Labeled-object pointing entries
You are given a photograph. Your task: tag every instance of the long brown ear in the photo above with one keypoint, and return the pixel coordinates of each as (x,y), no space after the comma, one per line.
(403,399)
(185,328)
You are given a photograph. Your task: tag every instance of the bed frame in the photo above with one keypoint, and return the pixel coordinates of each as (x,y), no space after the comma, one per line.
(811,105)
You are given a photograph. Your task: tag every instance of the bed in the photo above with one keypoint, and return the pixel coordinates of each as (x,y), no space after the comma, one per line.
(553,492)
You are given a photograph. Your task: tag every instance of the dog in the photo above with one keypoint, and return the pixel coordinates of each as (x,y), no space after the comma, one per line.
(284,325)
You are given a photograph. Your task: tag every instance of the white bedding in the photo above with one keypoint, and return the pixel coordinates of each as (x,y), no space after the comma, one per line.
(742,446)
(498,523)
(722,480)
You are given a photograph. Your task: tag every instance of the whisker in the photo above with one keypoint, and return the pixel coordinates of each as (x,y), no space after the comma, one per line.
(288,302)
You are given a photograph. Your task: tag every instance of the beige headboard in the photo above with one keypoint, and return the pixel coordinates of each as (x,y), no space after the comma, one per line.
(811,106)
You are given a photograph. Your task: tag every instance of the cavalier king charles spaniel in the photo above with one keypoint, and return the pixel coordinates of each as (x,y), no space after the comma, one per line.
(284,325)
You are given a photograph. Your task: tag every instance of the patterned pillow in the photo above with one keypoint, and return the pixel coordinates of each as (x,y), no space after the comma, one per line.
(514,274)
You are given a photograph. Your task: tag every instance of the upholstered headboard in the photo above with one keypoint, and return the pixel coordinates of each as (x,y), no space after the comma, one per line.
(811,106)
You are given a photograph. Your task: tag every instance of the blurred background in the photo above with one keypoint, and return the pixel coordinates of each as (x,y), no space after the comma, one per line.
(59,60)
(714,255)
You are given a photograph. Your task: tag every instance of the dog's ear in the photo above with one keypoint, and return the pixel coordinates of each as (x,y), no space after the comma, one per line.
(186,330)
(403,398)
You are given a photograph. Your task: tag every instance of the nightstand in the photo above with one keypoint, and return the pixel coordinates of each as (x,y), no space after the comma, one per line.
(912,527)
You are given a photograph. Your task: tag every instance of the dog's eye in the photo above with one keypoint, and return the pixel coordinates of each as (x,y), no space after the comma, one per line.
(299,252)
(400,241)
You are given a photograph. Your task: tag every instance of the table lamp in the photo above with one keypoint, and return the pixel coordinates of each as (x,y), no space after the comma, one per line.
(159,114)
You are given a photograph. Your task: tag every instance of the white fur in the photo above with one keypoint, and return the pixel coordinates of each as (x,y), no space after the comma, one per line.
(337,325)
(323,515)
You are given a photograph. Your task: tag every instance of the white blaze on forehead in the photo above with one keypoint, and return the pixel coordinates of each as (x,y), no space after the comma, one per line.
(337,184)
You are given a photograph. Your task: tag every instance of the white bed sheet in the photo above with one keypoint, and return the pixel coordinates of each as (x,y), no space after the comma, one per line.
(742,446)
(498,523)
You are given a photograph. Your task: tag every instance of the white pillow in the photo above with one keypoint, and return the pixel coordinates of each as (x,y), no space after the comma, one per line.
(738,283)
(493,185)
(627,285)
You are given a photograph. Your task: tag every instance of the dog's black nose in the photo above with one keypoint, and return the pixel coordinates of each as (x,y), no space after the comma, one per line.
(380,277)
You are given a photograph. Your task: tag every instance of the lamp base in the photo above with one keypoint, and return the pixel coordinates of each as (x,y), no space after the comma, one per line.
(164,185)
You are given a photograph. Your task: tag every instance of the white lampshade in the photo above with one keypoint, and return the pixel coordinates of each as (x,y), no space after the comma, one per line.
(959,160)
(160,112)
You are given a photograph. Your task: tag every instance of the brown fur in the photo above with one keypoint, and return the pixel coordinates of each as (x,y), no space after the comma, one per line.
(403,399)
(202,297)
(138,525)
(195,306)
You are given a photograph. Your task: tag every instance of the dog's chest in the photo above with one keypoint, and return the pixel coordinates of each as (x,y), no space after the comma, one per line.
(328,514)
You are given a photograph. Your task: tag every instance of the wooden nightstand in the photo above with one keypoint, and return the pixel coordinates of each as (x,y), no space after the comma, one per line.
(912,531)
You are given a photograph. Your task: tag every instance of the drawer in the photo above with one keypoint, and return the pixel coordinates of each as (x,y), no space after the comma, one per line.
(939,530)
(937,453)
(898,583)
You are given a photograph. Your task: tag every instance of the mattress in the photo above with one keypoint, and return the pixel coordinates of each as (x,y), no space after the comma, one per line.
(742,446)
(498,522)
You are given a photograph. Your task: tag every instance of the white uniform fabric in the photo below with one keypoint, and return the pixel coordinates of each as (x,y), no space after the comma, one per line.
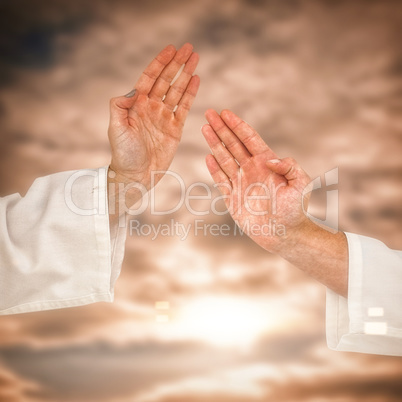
(55,248)
(370,320)
(56,252)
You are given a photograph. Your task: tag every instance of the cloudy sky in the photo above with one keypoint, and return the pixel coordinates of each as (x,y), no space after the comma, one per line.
(320,80)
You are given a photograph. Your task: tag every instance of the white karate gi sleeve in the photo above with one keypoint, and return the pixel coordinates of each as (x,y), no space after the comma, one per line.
(370,320)
(55,248)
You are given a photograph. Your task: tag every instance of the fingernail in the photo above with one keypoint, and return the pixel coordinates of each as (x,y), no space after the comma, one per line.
(131,93)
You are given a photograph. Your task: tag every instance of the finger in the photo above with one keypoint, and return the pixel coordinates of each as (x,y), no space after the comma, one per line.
(218,175)
(291,170)
(222,155)
(187,99)
(177,90)
(232,143)
(165,78)
(246,134)
(154,69)
(119,110)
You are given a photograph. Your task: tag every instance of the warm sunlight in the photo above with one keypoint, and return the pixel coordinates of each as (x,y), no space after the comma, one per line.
(223,321)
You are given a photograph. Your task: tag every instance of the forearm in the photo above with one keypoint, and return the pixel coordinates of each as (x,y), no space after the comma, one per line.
(320,253)
(122,195)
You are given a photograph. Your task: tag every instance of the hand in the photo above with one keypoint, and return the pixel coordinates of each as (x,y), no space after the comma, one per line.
(263,194)
(145,128)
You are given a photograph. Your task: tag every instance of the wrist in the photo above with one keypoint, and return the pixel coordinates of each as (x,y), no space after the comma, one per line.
(124,192)
(302,233)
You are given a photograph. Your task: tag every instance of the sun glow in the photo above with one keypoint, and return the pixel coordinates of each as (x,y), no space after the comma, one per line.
(223,321)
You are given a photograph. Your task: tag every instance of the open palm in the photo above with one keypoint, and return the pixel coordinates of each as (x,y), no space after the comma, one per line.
(146,125)
(261,191)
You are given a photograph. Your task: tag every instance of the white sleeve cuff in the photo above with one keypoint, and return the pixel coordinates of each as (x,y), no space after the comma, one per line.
(370,319)
(56,249)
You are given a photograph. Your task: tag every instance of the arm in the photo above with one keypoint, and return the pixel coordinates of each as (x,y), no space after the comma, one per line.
(146,126)
(264,190)
(56,249)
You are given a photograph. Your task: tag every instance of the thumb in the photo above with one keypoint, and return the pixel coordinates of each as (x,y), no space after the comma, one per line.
(290,169)
(119,107)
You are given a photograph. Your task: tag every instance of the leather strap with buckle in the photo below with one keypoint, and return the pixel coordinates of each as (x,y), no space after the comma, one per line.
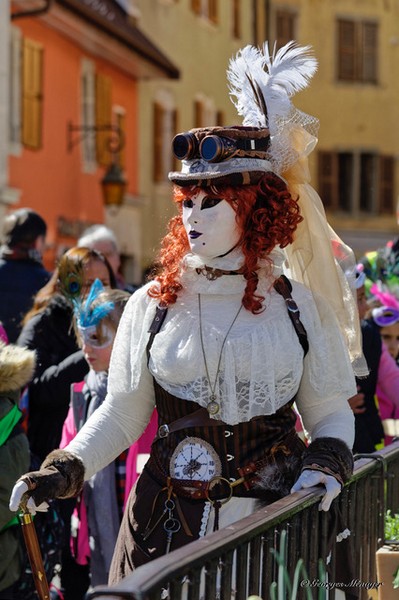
(198,418)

» What is asked: Transcribe the records verbatim and omit the images.

» Task response:
You are given a photograph. Your task: tag every instance of the long brown ear in the photo above with one keypoint, and return the pixel coordinates of each as (x,y), no space after the comma, one per line.
(403,399)
(185,328)
You are given a photograph. Your task: tag every instance of the bed frame in the photo above with one keypoint, and return the pixel coordinates of each as (x,y), no space after the comma, one per line.
(811,105)
You are given a photograph. Your task: tag every instance of the bed in the photo above with one keypoint, and return the pixel coordinates of each as (x,y), no space after the comma, one per line.
(553,492)
You are given a photograph. Your task: tag every instance of the dog in the photo above with one keypoint, and return the pixel coordinates of each as (x,y), no space after the comma, one per line.
(284,325)
You are given a photograph. Your task: tag every instance of the white bedding in the photo above with one keypoint, and return the pixel coordinates of each as (x,y), no space after the comma, one per line.
(742,446)
(498,523)
(722,480)
You are given a photograph. Your task: tag every instance of the whisker in the photo above with one keypoint, and return the pixel coordinates of each as (x,y), no space after the comma, one per line.
(288,302)
You are given a photograph. Your task: tag every instance of the beige headboard in the photo above with one keypoint, and return the pixel coordinates of each as (x,y), no space after the comma, one per line.
(811,106)
You are given a photograph. Your task: tag every instance of the cavalier king charles spaniel in the photo above with one keypoint, and return the pixel coordinates of each as (x,y), no space after the comma, one per line.
(284,325)
You are given a photograph. Your task: tag every instance of the patterned pillow in the photo above with one keypoint, and return the pixel coordinates of each as (x,y), no space after the comma, one per line.
(514,274)
You are given a photograph. Your task: tag every instance of the upholstered headboard in the photo above with one keypoint, and return the pixel coordinates of each as (x,y), no space after the comma, one per line.
(811,106)
You are given a photograph. Your task: tag every instance of the blurred background in the photo above with one keypoint, and return the pixel coordinates of each as (x,y), no space after the comma, one per line.
(59,60)
(714,255)
You are given a photograph. Your task: tag every instance of the dog's ear in the photo above with one keypoint, and return the pixel coordinates of each as (x,y), no space after the comma, one per line.
(186,330)
(403,398)
You are given a photograph. Your task: tag every instance of the nightstand in the photo above with one keypoint, and return the pixel coordinates of each as (x,y), no space after the comma, one per line.
(912,527)
You are given a photograph. Your task: tag every instance of the dog's eye in the photo above with one keypoint, and return the pixel coordinates of each as (x,y), no space after the comma, one per line.
(299,252)
(400,241)
You are given a photograph. Your task: tag every instance of the table lamp in the photo above with one keypoint, and return the pixel coordinates of each as (x,y), no space after the comma, one per line.
(159,114)
You are given a photograph. Your task: tag every instance of the white fur in the photo above with one keypoint, and return the pixel coordinates of each as (x,y), no space after the comma, one per line.
(337,325)
(323,515)
You are given a photograph. Your task: tag every instance of the white blaze on forehead in the photo above with one keypoint, and return the pixel coordinates of each as (x,y), no space after the comma, one per line.
(337,184)
You are given a photograph. Your task: tag every instance of the white bed sheet in the photo above with one keypoint, and return the pixel coordinates of each as (x,y), no space after the comma, one per line.
(742,446)
(498,523)
You are given a photograph. Your task: tag every instance of the white pillow in the photo above with one keypoint, and return the pixel coordinates of each as (x,y), no space after the comma, one per line.
(738,283)
(493,185)
(627,285)
You are given a photograph. Your task: tag every instance of the dog's black nose in the photo above with one keypoint, and return the pixel coordinates of each as (x,y), no space after the comma, one per line.
(380,277)
You are given a photograph. Your task: tag every instance of the lamp base in the photo above with one keypoint, and return the pixel coordinates of each as (x,y), no space after the comma, one per line.
(164,185)
You are given a photograph. Your task: tag every instance of the white lampshade in the photo above with one keypoint, and return the pixel coordinates of each as (x,y), no space after the comma, one per line.
(959,160)
(160,112)
You are given a photograph. Your task: tag every instance of the brown fur in the photo above with one keypoint, and return the pixel coordinates of each as (x,y), no space after the comma, one per line.
(403,399)
(202,297)
(138,525)
(195,306)
You are given a photograph. Your task: tag every instance of the dog's chest in the photo above with one keypoint, and return the pixel coordinates of each as (x,y), no space after the comma, one per line.
(328,514)
You are given a photograph. Your task: tag every instance of the wooden nightstand in the photo above with one keypoint, and return the pixel coordinates of each as (x,y), no space after the comma, one per line.
(912,531)
You are given a photograph. Your task: tag every instance of the drawer in the photo above with one keypoint, and return the pixel coordinates of each as (x,y), no space after the comma, one per line.
(939,530)
(937,453)
(898,583)
You are given a photograph. Your task: tag every instance of the mattress in the photo above with one keypoint, and return the pixel coordinates of each as (x,y), no space after the comma, one per line.
(742,446)
(498,522)
You are given a photograph. Your task: tag every instance of the white uniform fabric in the photo below with one keypoint, and return the pixel coordinates of each as (x,y), no space after the comma, one per line.
(55,248)
(370,320)
(56,252)
You are given a photograph. Your task: tag every instance of the cloudy sky in the photo above with one keypoint, and return the pixel coordinates of each as (x,y), no space after the comma, one per line.
(320,80)
You are given a photograph. Your task: tag every instance of the white karate gi sleeve in the photo above with one keypoint, and return the pixel coordinates of each as (x,y), no space after the comma, one per line.
(370,320)
(55,248)
You are given a photograph. Your task: tag every instance of the fingernail in the photo above with one keypoint, and return the pixel coordinates of each as (x,y), no space after the comma, one per line.
(131,93)
You are given a photograph. Your task: tag every instance of the finger in the photo above with one keypoint, and return the pixel coordinates of each as (x,y), no space after the comma, one per line.
(218,175)
(291,170)
(222,155)
(187,99)
(177,90)
(232,143)
(165,78)
(246,134)
(154,69)
(119,110)
You are given a photograph. Your task: tag every instance of the warm sunlight in the photo above with one keypoint, and return the pixel coordinates of each as (x,y), no space after the comma, one per line.
(223,321)
You are given a photograph. Your task: tag every instance of the forearm in the photo above with one keypoint, and return the pixel coordinates of each as (x,y), no space after the comma, one per line.
(320,253)
(122,195)
You are given a photograph. Your task: tag every instance of the hand in the photo above with one keypoint, and return the pixel coordinates of each as (x,y), no space after the comma, one per line.
(263,194)
(145,128)
You are given a photograph. Your task: tag every instance of the wrist in the photo above with one keypoint, and return the pixel coordinates of each as (x,y), no space after the comma, one per line.
(124,192)
(302,233)
You are given a photograph. Your task: tag every instance of the sun glow in the photo above with one keypoint, and return the pixel coordinates of each as (x,y), no space after the comma, one per line.
(223,321)
You are given a photograph. Your task: tag every instance of the open palm in the photo above with one keypoint, and return the pixel coordinates of each as (x,y), no space after the comma, one per line.
(146,125)
(261,191)
You are given a photograph. Your task: tag every instance of the white sleeve cuff in the photo above with one keypoint, and return the pixel coordinates of each as (x,y), no space after the comma, one per line.
(370,319)
(56,249)
You are given a photograph. Your task: tag every instance of the arm in the photo above with one keypoint, and return the pixel coordinates of each as (x,y), no space after the comma, one per line.
(146,126)
(264,190)
(56,249)
You are given a photograph. Your task: tag every instance of the thumb in the photo above with one keypoint, and return the pixel coordinates of each as (x,y), no space after the comma, one per line.
(290,169)
(119,107)
You are given a photograph. Your task: tag every instance of the leather strap with buckle in the photo below with one keypoint, and return the pixel coordinates of each as (x,y), no space after the comma, one per line.
(198,418)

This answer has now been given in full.